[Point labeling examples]
--- Begin ---
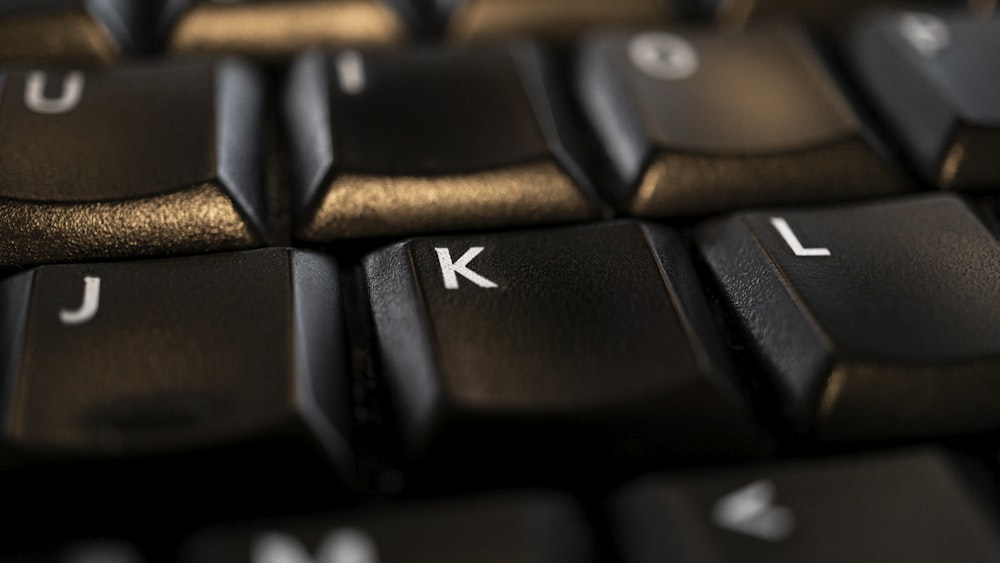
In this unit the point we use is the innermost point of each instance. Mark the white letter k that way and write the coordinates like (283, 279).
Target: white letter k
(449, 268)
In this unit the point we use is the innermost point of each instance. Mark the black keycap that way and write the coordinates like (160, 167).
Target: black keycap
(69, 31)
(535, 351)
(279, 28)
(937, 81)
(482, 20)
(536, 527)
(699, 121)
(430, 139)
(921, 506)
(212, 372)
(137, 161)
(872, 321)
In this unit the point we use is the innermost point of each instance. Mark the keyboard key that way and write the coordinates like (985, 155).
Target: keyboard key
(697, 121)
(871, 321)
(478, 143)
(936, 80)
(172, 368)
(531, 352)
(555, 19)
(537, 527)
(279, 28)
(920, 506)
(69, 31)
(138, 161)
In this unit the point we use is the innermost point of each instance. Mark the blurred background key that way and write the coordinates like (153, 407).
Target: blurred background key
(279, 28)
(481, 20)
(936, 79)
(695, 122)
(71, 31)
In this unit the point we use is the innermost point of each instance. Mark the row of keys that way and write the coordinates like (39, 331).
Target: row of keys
--- End ---
**Set task**
Print the complete listing exactly, apart from any pictures.

**Full output**
In this unit the point we use is the innermost point of each instance. Mark the white letter k that way and write the coordinates like (283, 279).
Target: white letter k
(449, 268)
In this unit the point we use is the innermost point of each instance. Mark the black keycap that way and write the coordinates like (160, 167).
Target: black keycap
(69, 31)
(535, 351)
(279, 28)
(937, 81)
(482, 20)
(536, 527)
(699, 121)
(430, 139)
(921, 506)
(212, 372)
(137, 161)
(872, 321)
In this unit the point we use is the innermost point of each instance. Mark the keyboard key that way and write the coordinates like (985, 155).
Target: keyboard key
(697, 121)
(871, 321)
(478, 143)
(936, 80)
(172, 368)
(531, 352)
(555, 19)
(537, 527)
(279, 28)
(920, 506)
(69, 31)
(138, 161)
In this unit the point we use is the innermost point of each instance. Mark the blurred background key that way and write the coordinates like (153, 407).
Target: blurred background key
(279, 28)
(481, 20)
(936, 79)
(695, 122)
(71, 31)
In this unit the point we use is the innermost point of each instance. Mark the row of keys that way and write the coordinates like (39, 331).
Target: row of keys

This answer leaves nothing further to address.